Réconciliez vos clients avec les tâches techniques
Chaque projet comprend divers acteurs : les POs et les clients veulent ajouter un maximum de fonctionnalités au produit tandis que l’équipe technique les développe. De cette description simpliste, on peut rapidement voir émerger des points de vue divergents, notamment sur l’appréhension des tâches techniques et de leur priorité.
Entendons-nous sur les termes. Les tâches fonctionnelles, ou user stories, apportent ou modifient des fonctionnalités. En revanche, les tâches techniques ne changent pas le comportement de l’application. Elles peuvent permettre d’améliorer l’évolutivité du code sans toucher aux fonctionnalités ou optimiser la CI/CD. Elles n’apportent pas de valeur métier au produit mais elles ont tout de même une plus-value pour le projet. Par définition, le refactoring est une tâche technique. Ces tâches sont souvent difficiles à faire accepter au PO qui ne voit pas leur intérêt pour le projet. En tant que développeur, il nous arrive d’avoir un besoin viscéral de nettoyer du code ou d’améliorer certains processus. Pendant ce temps, le client se demande où va son argent !
Alors quelles méthodes pour corriger cette dissonance ? 🧐
Sanctuarisez la technique
Les tâches techniques étant difficiles à appréhender pour le PO, celui-ci a besoin d’être sécurisé. Vous pouvez vous mettre d’accord sur un nombre de points de complexité réservés pour les tâches techniques à chaque sprint. Ce cadre permet de rassurer autant le client (s’il a peur des abus) que l’équipe (il sanctuarise un minimum de points techniques réguliers).

Consignes à suivre
Poursuivez l'article sur les tâches techniques ci-dessus en reprenant juste après sa dernière phrase.

Matériel fourni
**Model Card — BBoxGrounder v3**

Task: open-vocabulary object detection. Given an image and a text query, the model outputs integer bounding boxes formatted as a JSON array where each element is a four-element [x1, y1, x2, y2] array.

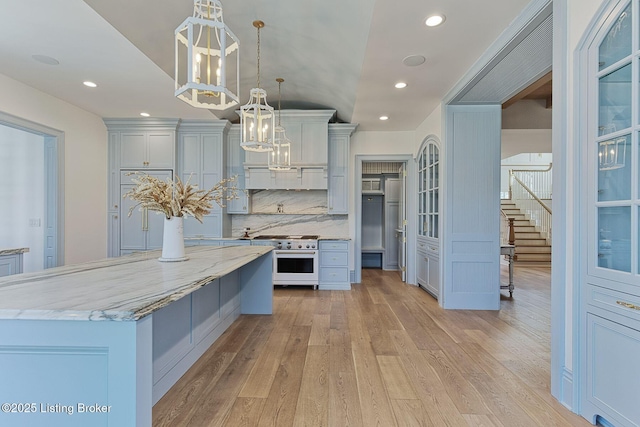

Résultat de l'exercice
L’approche SAFe propose des itérations “Innovation and Planning” : le sprint à la fin de chaque incrément est consacré seulement à l’innovation et la planification du prochain incrément. Si cela permet de sanctuariser des périodes propices au clean code, des déviances peuvent également voir le jour. L’équipe pourrait essayer de “rattraper” le retard sur l’engagement de son incrément, abandonnant les tâches techniques.
Certains projets arrivent à obtenir de temps en temps des itérations dédiées à la dette ou l’innovation. Je considère cette stratégie inadaptée, c’est courir après les problèmes plutôt que les corriger quand c’est nécessaire. L’Extrême programming recommande d’effectuer les refactoring au plus tôt pour gagner en vitesse de développement. Il parle également de simple design, qui demande de ne pas anticiper les développements futurs et de garder une architecture simple, facile à faire évoluer selon le principe YAGNI.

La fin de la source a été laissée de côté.